> _WHAT IS REQUIRED_: All of the data needs to be repeated exactly.

(Point annotation records)

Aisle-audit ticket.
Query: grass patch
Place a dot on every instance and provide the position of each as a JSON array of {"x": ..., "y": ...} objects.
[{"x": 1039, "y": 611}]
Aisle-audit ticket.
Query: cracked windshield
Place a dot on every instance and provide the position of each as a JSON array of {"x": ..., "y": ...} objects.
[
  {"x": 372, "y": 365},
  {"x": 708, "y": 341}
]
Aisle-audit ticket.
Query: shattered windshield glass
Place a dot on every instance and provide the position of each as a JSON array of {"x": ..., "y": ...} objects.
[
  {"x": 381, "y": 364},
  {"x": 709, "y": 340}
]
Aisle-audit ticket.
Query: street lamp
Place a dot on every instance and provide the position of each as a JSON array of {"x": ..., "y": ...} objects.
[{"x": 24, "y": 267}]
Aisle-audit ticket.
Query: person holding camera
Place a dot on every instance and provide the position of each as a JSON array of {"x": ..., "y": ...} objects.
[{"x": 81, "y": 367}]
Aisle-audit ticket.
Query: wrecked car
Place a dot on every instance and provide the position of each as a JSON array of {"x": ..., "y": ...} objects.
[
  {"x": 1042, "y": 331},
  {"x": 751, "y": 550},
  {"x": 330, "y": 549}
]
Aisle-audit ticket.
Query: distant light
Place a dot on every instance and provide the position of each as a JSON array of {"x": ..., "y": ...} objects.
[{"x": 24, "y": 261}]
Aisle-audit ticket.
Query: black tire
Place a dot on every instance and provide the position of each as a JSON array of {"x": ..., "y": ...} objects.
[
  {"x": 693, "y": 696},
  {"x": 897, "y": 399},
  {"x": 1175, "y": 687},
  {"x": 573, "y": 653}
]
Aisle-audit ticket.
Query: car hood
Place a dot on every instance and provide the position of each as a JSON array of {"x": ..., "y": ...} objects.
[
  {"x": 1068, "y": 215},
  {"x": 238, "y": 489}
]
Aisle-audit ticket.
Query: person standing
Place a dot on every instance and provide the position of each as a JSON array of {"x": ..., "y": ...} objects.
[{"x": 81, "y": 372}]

> _REPLY TO THE TASK_:
Aisle-audit ticket.
Query: grass patch
Place a dot on every instance and provide the position of each as a JSON array of {"x": ..., "y": ...} objects.
[{"x": 1039, "y": 611}]
Aisle-audit ticket.
Query: cracked windshield
Place a dot on every instance and provide the position of each as a JSON array of {"x": ..., "y": ...} objects.
[
  {"x": 372, "y": 365},
  {"x": 708, "y": 341}
]
Aisle-audit ticket.
Query: shattered windshield glass
Place a dot on every instance and provide the position of each as a JSON array of {"x": ..., "y": ...} objects.
[
  {"x": 381, "y": 364},
  {"x": 709, "y": 340}
]
Aisle-audit ticket.
Query: street lamp
Place a dot on every instance and provide the position of each as a JSON array of {"x": ..., "y": ...} objects.
[{"x": 24, "y": 267}]
Aisle-audit ticket.
Query: person holding camera
Place a dot on every instance and provide the position of each as a JSON array of {"x": ..., "y": ...} objects.
[{"x": 81, "y": 367}]
Aisle-audit ticket.
Query: wrecked car
Place a dot on every instance and provide the position of each as a JSON array of {"x": ..., "y": ...} objects.
[
  {"x": 1042, "y": 331},
  {"x": 751, "y": 550},
  {"x": 330, "y": 549}
]
Aisle-audit ticket.
Query: distant light
Place a dot on every instance and provide the position of each as a JSON array of {"x": ..., "y": ...} objects.
[{"x": 24, "y": 261}]
Aisle-audit ticket.
Query: black tire
Place a dot on every instance and provide the position of each as a JSON array of {"x": ..., "y": ...} objects.
[
  {"x": 693, "y": 696},
  {"x": 897, "y": 399},
  {"x": 1175, "y": 687},
  {"x": 573, "y": 653}
]
Aisle-audit ticket.
Query: car hood
Place a dot on every instance and provide the position of each as a JSON array of {"x": ..., "y": ...} objects.
[
  {"x": 1068, "y": 215},
  {"x": 238, "y": 489}
]
Aisle-audit ticket.
Query: person standing
Place a dot on every instance and provide the position of each as a JSON array of {"x": ..., "y": ...} objects.
[{"x": 81, "y": 372}]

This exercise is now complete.